PASSAGE PROVIDED -
▽

To improve the quality of the data, data preprocessing techniques were applied to the raw data collected from the sources. Figure 3 shows the overall data processing stages. Some errors in the raw data were first corrected in the data cleaning stage, and feature engineering was then conducted. Feature engineering involves creating new features from existing data fields to enable the model to better capture underlying patterns within data. Based on the data analysis in the previous section, a few new features, including Season, Travel Day, Travel Month, IsWeekend (Yes/No), IsHoliday (Yes/No), and NumOfStops, etc., were created, as listed in

Table 4. A few selected features used in the fare prediction model.

Features	Description
Travel Date	The date on which the passenger is scheduled to travel
Booking class	The letter code used by the airline to identify the fare type and restrictions of the ticket purchased by a passenger
Class of Service	The class of service for the flight (economy, business)
Seg Orig.	The origin or starting point of the travel segment
Seg Dest.	The destination or endpoint of the travel segment
Distance in Miles	The distance in miles between the origin and destination of the travel segment
Duration in Hours	The duration of the travel segment in hours
Duration in Minutes	The duration of the travel segment in minutes
Airline Code	The code of the airline operating the flight
Total stop	The total number of stops or layovers involved in the travel segment
Op Flt Num	The operating flight number of the airline that is providing the travel segment
Flight Type	The type of flight, such as domestic, international, or connecting
Pax	The number of passengers traveling on the booking
Weekend	Whether the travel segment falls on a weekend or not
Holiday	Whether the travel segment falls on a holiday or not
Season	The season during which the travel segment takes place, such as summer, winter, autumn, or spring
Marketing Airline Code	The code for the airline that is marketing the flight
Point of Ticket Issuance	The location where the ticket was issued
Actual Fare	The actual fare or cost of the travel segment

. These features exhibit specific characteristics of the flight data that influence ticket fares and are meaningful for business decisions. For instance, Season and Travel Month might indicate long-term seasonal demand for flights, while IsWeekend could help to identify the price difference between weekends and weekdays. Similarly, IsHoliday can be used to analyze whether or not prices change during holidays. The feature NumOfStops may be helpful for differentiating prices between direct and connecting flights. Overall, those features provide a comprehensive view of flight data and help build a more reliable prediction model since they are correlated to flight ticket fares.

To prepare the data for the machine learning algorithms, we further applied two data transformation techniques: data encoding and data normalization. In data encoding, the categorical features were converted into numerical representations by one-hot encoding in the form of binary vectors such that the features were acceptable for most ML algorithms. Next, numerical data such as ticket fare were normalized into the region between 0 and 1 according to their dynamic range based on the following formula:

$${\mathrm{x}}^{\prime }=\frac{x-X_{min}}{X_{max}-X_{min}}$$

(1)

△

DIRECTIVES -
(a) According to the passage on flight fare data preprocessing, which two data transformation techniques were applied to prepare the data for the machine learning algorithms?
(b) Write the next part of the passage on flight fare data preprocessing, continuing after equation (1).

DATA ROWS -
▽

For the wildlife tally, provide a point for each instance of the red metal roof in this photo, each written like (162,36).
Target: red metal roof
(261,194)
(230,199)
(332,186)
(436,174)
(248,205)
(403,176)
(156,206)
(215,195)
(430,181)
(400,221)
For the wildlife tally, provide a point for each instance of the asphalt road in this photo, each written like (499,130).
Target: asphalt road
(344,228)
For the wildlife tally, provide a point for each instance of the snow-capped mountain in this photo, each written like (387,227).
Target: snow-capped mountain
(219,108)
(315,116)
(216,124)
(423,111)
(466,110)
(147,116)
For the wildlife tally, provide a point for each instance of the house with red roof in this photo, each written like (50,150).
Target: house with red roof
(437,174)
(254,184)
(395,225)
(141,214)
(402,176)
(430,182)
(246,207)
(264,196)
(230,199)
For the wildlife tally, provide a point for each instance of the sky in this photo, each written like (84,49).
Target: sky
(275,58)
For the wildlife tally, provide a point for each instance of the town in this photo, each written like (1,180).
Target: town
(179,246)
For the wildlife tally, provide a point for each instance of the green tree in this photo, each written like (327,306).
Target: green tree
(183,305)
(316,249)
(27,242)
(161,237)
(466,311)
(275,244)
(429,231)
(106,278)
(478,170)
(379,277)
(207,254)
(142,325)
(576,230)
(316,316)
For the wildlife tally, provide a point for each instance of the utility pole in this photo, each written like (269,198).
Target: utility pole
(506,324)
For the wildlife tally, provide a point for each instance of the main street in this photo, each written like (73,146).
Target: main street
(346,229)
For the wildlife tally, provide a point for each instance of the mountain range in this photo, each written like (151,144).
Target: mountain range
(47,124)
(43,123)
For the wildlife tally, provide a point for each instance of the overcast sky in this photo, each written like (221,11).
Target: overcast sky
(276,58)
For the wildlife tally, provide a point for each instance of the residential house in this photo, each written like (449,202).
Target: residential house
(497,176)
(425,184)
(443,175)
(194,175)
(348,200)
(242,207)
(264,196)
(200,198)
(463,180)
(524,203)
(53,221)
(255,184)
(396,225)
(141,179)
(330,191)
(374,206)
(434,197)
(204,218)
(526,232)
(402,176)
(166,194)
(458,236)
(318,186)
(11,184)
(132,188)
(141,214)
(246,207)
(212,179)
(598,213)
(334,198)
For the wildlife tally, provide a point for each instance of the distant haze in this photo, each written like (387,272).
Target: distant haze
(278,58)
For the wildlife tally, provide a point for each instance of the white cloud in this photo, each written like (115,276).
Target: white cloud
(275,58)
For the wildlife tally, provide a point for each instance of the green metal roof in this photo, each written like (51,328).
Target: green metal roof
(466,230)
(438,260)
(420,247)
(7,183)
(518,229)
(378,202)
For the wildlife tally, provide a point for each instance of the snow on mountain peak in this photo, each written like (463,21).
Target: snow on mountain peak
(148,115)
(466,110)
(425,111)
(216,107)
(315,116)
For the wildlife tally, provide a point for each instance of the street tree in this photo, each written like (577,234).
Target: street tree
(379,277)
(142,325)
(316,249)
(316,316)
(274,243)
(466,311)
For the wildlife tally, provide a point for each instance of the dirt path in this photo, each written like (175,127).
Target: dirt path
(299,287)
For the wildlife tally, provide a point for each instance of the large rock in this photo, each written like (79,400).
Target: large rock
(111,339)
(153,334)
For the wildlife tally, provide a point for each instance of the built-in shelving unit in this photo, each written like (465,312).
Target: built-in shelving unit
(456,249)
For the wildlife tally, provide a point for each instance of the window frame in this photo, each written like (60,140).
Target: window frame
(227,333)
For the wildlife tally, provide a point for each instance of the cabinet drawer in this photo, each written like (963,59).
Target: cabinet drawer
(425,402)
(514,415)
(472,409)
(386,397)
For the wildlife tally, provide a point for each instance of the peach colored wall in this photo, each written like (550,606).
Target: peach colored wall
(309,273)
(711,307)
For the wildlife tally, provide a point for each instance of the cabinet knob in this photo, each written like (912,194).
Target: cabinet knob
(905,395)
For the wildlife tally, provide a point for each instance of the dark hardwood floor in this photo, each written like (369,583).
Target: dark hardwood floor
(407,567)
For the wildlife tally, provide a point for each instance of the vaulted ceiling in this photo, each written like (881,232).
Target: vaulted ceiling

△

RESULTS IN ORDER -
(a) Data encoding and data normalization.

(b)
where $X_{max}$ and $X_{min}$ denote the maximum and minimum values of the feature, respectively. Data normalization ensures that the numerical features of various flights are on compatible scales so as to have similar impacts on the prediction model. Finally, the preprocessed data were split into training, validation, and testing datasets with 44 decision features. The training dataset was used to train the model, the validation dataset was used to evaluate the performance during training, and the unseen testing dataset was used to assess the generalization capability of the model.

3.4. Long Short-Term Memory

Recurrent Neural Networks (RNNs) have gained popularity in the field of machine learning for their ability to model sequential data. In RNNs, information is propagated through a chain of connected nodes, with the input sequence data processed in the direction of sequence evolution [39,40]. RNNs have the inherent capacity to memorize and incorporate past information, which has led to their successful application in time series prediction. However, despite the potential of RNNs, their performances can be affected by certain factors. When the length of the input sequence increases, for example, the network layers greatly expand, which usually leads to the problem of gradient vanishing [41].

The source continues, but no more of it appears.